ASSIGNED TASK —
Everything from the line with "Confirm that each instance of the silver" to the end of the data below, both lines included, should be transcribed exactly; please omit the pictures.

INFORMATION GIVEN —
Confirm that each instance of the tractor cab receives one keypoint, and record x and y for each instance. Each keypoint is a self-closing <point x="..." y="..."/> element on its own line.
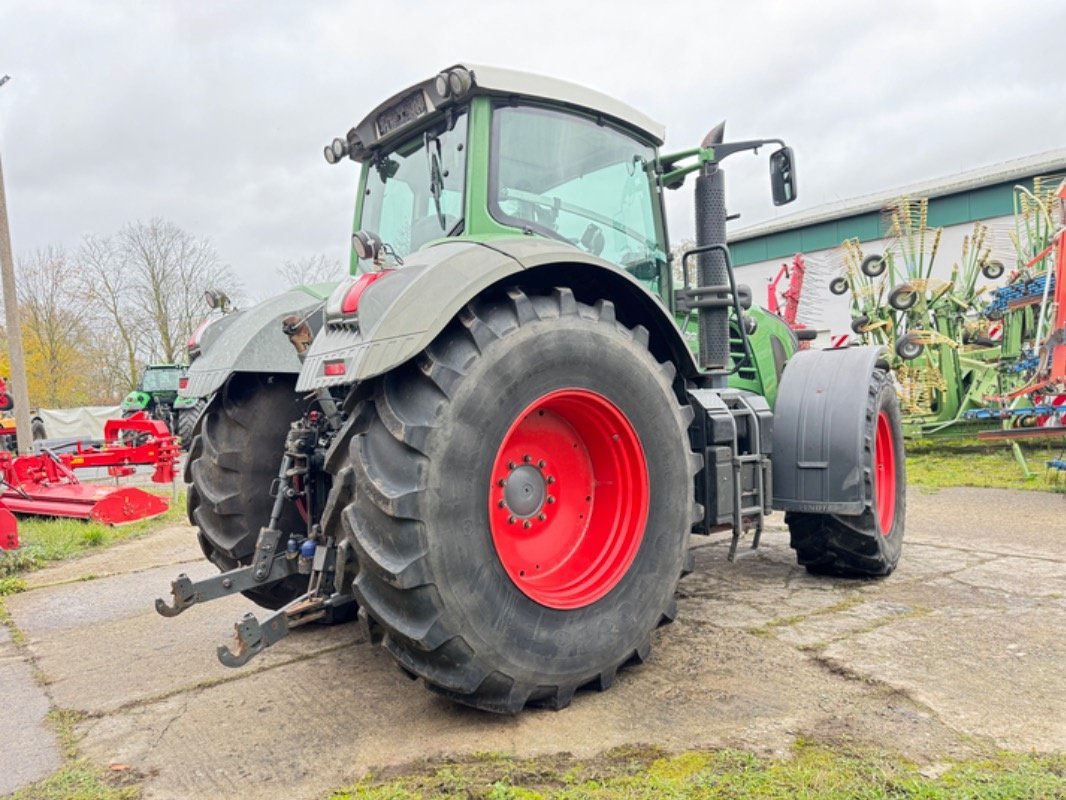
<point x="488" y="154"/>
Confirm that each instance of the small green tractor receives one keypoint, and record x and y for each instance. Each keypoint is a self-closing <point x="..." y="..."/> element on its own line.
<point x="157" y="395"/>
<point x="491" y="444"/>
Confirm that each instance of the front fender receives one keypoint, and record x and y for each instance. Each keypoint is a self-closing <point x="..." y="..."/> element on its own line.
<point x="820" y="421"/>
<point x="252" y="341"/>
<point x="402" y="313"/>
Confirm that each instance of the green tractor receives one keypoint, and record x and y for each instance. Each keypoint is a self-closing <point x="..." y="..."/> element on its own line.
<point x="157" y="394"/>
<point x="491" y="443"/>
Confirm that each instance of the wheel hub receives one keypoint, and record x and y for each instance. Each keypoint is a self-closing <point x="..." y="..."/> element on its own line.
<point x="525" y="491"/>
<point x="568" y="498"/>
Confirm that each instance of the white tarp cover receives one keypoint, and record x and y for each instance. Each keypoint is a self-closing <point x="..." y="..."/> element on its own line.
<point x="84" y="422"/>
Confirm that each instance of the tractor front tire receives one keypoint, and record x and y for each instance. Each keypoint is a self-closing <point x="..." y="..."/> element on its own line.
<point x="521" y="500"/>
<point x="868" y="544"/>
<point x="230" y="467"/>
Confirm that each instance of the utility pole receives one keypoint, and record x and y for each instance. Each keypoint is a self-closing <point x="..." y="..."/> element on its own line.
<point x="17" y="378"/>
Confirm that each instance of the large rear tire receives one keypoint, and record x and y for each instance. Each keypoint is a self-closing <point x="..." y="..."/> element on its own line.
<point x="868" y="544"/>
<point x="231" y="464"/>
<point x="521" y="499"/>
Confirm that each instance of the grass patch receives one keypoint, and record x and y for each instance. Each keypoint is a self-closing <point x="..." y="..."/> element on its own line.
<point x="813" y="771"/>
<point x="46" y="540"/>
<point x="79" y="780"/>
<point x="941" y="464"/>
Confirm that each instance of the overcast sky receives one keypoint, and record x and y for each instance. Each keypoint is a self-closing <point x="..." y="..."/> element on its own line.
<point x="213" y="115"/>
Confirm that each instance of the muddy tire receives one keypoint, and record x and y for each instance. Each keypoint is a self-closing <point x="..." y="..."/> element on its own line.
<point x="992" y="270"/>
<point x="909" y="347"/>
<point x="187" y="422"/>
<point x="868" y="544"/>
<point x="521" y="500"/>
<point x="231" y="463"/>
<point x="873" y="266"/>
<point x="903" y="298"/>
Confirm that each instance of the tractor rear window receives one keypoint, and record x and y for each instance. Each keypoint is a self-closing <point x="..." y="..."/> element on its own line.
<point x="415" y="193"/>
<point x="569" y="178"/>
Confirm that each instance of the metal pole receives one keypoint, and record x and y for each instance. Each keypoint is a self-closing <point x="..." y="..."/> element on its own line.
<point x="17" y="377"/>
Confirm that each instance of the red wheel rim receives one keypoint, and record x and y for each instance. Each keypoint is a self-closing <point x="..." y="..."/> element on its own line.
<point x="884" y="479"/>
<point x="568" y="499"/>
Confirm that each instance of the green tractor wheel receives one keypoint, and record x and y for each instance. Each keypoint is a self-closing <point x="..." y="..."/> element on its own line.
<point x="908" y="347"/>
<point x="521" y="500"/>
<point x="903" y="297"/>
<point x="231" y="464"/>
<point x="868" y="544"/>
<point x="873" y="266"/>
<point x="992" y="270"/>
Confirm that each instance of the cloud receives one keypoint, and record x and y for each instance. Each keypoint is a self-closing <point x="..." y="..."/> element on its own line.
<point x="214" y="115"/>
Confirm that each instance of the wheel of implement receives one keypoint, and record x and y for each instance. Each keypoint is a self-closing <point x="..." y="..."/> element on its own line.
<point x="521" y="499"/>
<point x="992" y="270"/>
<point x="902" y="298"/>
<point x="908" y="347"/>
<point x="231" y="464"/>
<point x="868" y="544"/>
<point x="873" y="266"/>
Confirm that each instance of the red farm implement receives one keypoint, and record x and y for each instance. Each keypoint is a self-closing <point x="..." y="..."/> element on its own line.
<point x="45" y="484"/>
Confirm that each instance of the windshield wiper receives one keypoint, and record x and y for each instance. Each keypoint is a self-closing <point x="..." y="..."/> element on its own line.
<point x="436" y="175"/>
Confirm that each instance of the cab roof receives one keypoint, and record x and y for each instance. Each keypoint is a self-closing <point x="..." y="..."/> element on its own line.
<point x="398" y="115"/>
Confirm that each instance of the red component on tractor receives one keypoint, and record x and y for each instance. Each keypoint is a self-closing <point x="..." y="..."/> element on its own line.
<point x="46" y="485"/>
<point x="9" y="529"/>
<point x="136" y="440"/>
<point x="791" y="296"/>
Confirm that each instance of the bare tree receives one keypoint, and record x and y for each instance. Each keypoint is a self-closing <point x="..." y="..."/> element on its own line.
<point x="148" y="282"/>
<point x="110" y="291"/>
<point x="317" y="269"/>
<point x="171" y="270"/>
<point x="61" y="349"/>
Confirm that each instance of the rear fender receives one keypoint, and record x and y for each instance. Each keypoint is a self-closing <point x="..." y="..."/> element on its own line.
<point x="819" y="428"/>
<point x="402" y="313"/>
<point x="253" y="341"/>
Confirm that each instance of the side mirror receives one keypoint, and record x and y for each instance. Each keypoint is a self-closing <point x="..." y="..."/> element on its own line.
<point x="216" y="299"/>
<point x="782" y="177"/>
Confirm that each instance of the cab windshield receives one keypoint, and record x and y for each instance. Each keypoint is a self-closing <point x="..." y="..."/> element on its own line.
<point x="415" y="193"/>
<point x="574" y="179"/>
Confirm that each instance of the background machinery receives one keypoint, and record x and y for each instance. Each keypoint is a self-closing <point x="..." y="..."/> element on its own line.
<point x="493" y="442"/>
<point x="157" y="395"/>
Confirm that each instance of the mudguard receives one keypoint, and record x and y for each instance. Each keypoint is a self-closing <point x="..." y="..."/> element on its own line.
<point x="820" y="420"/>
<point x="251" y="341"/>
<point x="402" y="313"/>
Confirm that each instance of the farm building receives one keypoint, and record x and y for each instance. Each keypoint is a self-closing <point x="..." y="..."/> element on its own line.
<point x="955" y="203"/>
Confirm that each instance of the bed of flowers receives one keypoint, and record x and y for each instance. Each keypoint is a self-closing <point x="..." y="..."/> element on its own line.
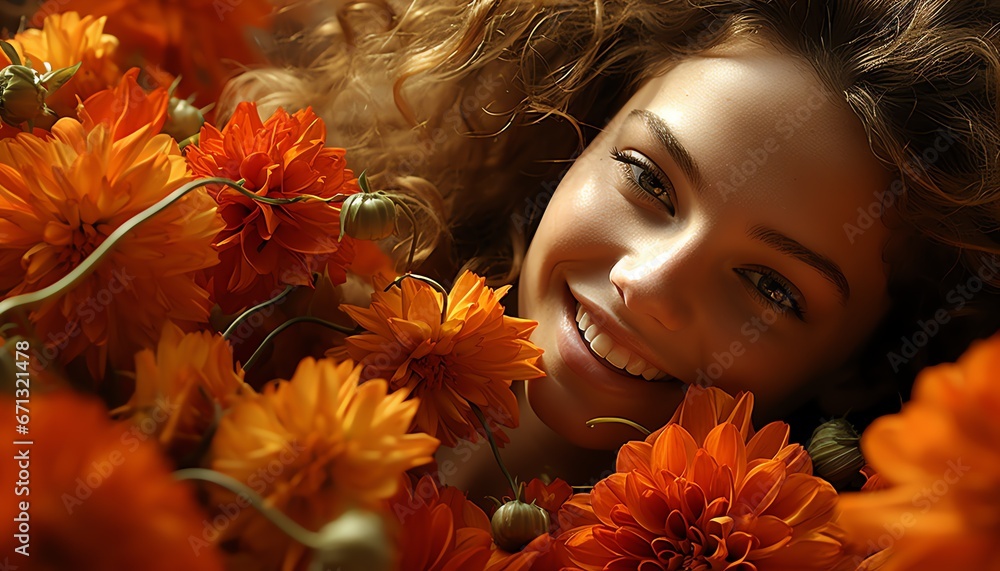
<point x="158" y="270"/>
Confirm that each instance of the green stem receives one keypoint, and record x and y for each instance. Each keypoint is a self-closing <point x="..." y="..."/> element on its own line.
<point x="236" y="323"/>
<point x="80" y="272"/>
<point x="286" y="524"/>
<point x="496" y="451"/>
<point x="305" y="318"/>
<point x="413" y="236"/>
<point x="427" y="280"/>
<point x="617" y="420"/>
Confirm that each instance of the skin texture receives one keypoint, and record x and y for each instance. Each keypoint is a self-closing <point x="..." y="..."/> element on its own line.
<point x="773" y="150"/>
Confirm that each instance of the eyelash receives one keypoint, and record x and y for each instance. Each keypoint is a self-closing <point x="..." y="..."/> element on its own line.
<point x="792" y="294"/>
<point x="628" y="161"/>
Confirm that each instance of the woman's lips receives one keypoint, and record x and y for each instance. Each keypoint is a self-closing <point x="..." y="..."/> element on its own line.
<point x="577" y="355"/>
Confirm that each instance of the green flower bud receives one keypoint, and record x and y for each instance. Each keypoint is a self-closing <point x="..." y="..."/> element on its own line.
<point x="836" y="452"/>
<point x="184" y="120"/>
<point x="515" y="524"/>
<point x="22" y="95"/>
<point x="368" y="216"/>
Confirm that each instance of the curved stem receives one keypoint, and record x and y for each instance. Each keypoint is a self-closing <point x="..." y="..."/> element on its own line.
<point x="413" y="236"/>
<point x="496" y="451"/>
<point x="89" y="264"/>
<point x="286" y="524"/>
<point x="427" y="280"/>
<point x="617" y="420"/>
<point x="305" y="318"/>
<point x="236" y="323"/>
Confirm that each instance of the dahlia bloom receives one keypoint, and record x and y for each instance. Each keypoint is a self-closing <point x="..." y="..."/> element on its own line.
<point x="101" y="494"/>
<point x="470" y="355"/>
<point x="940" y="457"/>
<point x="263" y="246"/>
<point x="702" y="494"/>
<point x="61" y="197"/>
<point x="313" y="447"/>
<point x="63" y="41"/>
<point x="179" y="385"/>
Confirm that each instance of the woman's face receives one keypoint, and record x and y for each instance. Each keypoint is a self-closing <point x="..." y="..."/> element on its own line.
<point x="716" y="232"/>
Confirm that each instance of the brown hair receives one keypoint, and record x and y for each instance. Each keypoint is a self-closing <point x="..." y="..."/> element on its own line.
<point x="472" y="108"/>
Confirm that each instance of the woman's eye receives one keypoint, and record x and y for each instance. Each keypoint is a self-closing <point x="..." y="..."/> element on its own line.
<point x="645" y="180"/>
<point x="775" y="290"/>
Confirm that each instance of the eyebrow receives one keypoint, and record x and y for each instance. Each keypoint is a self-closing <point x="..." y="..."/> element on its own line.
<point x="830" y="270"/>
<point x="665" y="137"/>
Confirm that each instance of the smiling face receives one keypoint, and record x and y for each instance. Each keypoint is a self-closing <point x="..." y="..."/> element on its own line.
<point x="701" y="239"/>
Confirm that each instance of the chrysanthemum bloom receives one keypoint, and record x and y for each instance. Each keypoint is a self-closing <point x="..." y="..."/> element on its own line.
<point x="63" y="41"/>
<point x="101" y="495"/>
<point x="264" y="246"/>
<point x="469" y="356"/>
<point x="439" y="528"/>
<point x="179" y="386"/>
<point x="61" y="198"/>
<point x="314" y="446"/>
<point x="722" y="499"/>
<point x="941" y="455"/>
<point x="203" y="42"/>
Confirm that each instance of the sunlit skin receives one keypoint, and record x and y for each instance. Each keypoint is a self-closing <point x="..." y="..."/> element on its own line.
<point x="693" y="281"/>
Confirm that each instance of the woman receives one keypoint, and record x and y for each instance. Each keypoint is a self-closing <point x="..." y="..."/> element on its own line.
<point x="794" y="198"/>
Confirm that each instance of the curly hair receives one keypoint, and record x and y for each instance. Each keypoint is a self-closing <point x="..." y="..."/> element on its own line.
<point x="472" y="109"/>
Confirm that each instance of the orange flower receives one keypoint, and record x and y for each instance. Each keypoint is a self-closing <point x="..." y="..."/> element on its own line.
<point x="178" y="387"/>
<point x="61" y="198"/>
<point x="941" y="457"/>
<point x="708" y="495"/>
<point x="440" y="529"/>
<point x="203" y="42"/>
<point x="101" y="497"/>
<point x="313" y="446"/>
<point x="265" y="245"/>
<point x="469" y="356"/>
<point x="127" y="108"/>
<point x="63" y="41"/>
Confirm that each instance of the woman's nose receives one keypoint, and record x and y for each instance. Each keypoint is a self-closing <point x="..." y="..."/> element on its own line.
<point x="658" y="283"/>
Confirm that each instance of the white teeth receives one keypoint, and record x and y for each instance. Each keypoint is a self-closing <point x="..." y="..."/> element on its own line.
<point x="619" y="356"/>
<point x="602" y="344"/>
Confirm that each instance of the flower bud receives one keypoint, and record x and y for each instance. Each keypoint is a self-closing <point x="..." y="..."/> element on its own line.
<point x="22" y="95"/>
<point x="836" y="453"/>
<point x="368" y="216"/>
<point x="184" y="120"/>
<point x="356" y="541"/>
<point x="515" y="524"/>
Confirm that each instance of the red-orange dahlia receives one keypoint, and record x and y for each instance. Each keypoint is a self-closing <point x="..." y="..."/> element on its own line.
<point x="61" y="197"/>
<point x="470" y="355"/>
<point x="940" y="457"/>
<point x="265" y="245"/>
<point x="96" y="494"/>
<point x="440" y="529"/>
<point x="721" y="499"/>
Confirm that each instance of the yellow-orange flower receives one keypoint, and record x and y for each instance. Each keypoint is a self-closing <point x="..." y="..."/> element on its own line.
<point x="471" y="355"/>
<point x="99" y="496"/>
<point x="705" y="494"/>
<point x="203" y="42"/>
<point x="61" y="198"/>
<point x="313" y="446"/>
<point x="941" y="458"/>
<point x="63" y="41"/>
<point x="179" y="386"/>
<point x="439" y="529"/>
<point x="265" y="245"/>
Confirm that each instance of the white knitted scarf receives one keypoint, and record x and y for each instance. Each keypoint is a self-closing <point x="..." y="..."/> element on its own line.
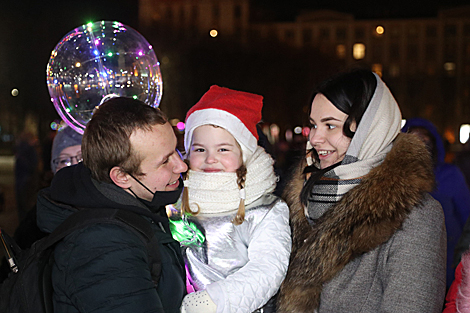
<point x="217" y="193"/>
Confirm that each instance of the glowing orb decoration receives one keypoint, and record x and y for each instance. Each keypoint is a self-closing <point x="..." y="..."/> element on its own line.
<point x="96" y="62"/>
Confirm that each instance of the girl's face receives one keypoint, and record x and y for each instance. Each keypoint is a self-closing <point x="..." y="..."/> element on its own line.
<point x="214" y="149"/>
<point x="326" y="134"/>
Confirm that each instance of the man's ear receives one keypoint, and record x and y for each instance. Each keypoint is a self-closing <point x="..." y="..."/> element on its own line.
<point x="119" y="177"/>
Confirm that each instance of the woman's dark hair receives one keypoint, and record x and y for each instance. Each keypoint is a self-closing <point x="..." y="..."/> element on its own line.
<point x="351" y="93"/>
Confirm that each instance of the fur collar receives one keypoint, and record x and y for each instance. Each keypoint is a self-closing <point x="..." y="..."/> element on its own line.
<point x="365" y="217"/>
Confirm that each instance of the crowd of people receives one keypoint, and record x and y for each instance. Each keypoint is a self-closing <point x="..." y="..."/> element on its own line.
<point x="370" y="219"/>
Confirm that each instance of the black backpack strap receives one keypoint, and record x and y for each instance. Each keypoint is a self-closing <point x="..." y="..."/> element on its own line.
<point x="84" y="218"/>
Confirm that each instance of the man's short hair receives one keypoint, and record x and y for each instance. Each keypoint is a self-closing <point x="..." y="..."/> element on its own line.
<point x="106" y="141"/>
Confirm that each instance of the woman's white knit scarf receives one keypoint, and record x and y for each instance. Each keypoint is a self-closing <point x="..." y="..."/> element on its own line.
<point x="372" y="141"/>
<point x="216" y="193"/>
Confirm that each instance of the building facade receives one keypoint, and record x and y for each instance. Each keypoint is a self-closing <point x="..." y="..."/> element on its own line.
<point x="425" y="61"/>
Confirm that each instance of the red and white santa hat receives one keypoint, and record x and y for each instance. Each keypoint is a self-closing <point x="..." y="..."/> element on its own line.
<point x="236" y="111"/>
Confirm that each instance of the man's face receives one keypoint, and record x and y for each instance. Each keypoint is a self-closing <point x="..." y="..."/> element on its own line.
<point x="161" y="163"/>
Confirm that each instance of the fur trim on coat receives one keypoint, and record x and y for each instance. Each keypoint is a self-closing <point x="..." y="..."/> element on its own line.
<point x="365" y="217"/>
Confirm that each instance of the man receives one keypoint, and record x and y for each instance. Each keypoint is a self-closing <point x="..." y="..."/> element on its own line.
<point x="129" y="163"/>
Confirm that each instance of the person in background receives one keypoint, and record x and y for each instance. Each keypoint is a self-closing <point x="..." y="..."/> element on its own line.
<point x="242" y="258"/>
<point x="66" y="151"/>
<point x="367" y="235"/>
<point x="451" y="189"/>
<point x="26" y="173"/>
<point x="130" y="163"/>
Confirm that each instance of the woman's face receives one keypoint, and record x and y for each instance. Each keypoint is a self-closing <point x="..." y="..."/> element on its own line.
<point x="326" y="133"/>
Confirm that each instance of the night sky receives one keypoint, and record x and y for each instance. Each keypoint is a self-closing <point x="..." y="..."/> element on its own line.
<point x="32" y="28"/>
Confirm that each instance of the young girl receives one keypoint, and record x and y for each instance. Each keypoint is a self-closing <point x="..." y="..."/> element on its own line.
<point x="240" y="250"/>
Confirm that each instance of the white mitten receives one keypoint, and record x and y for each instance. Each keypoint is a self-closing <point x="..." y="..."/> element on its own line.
<point x="198" y="302"/>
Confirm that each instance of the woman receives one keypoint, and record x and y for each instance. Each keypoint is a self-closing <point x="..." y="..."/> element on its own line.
<point x="367" y="236"/>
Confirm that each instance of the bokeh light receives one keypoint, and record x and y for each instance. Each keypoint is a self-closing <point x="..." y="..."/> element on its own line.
<point x="98" y="61"/>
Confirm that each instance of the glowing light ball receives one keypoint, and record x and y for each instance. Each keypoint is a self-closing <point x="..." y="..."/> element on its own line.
<point x="98" y="61"/>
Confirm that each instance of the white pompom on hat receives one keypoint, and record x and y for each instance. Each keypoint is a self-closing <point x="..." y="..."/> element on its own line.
<point x="236" y="111"/>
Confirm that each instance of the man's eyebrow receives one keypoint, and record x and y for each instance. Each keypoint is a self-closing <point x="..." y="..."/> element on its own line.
<point x="166" y="156"/>
<point x="326" y="119"/>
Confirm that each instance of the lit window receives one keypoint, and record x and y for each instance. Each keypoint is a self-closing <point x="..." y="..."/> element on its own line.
<point x="377" y="68"/>
<point x="379" y="30"/>
<point x="464" y="133"/>
<point x="359" y="51"/>
<point x="449" y="66"/>
<point x="341" y="51"/>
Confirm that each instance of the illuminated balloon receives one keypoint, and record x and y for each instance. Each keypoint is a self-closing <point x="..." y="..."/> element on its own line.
<point x="97" y="61"/>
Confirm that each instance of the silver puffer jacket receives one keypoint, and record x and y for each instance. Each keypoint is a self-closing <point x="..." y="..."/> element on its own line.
<point x="242" y="267"/>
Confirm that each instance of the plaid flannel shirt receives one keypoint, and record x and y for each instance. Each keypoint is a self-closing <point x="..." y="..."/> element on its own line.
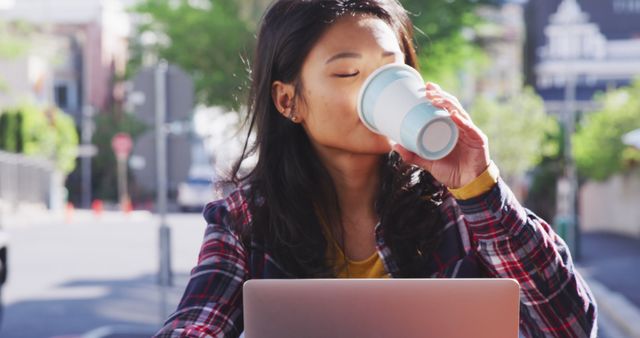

SOLUTION BELOW —
Confirm that each instance of the silver puffer jacket receives one keypoint, and record x and y for each instance. Each keypoint is a self-closing <point x="..." y="..."/> element on its own line.
<point x="242" y="267"/>
Confirm that each instance of the plaid flannel shirt receives one keypoint, and record x and y for each instance. Each keypoint is a self-closing <point x="..." y="..."/> element on its own line.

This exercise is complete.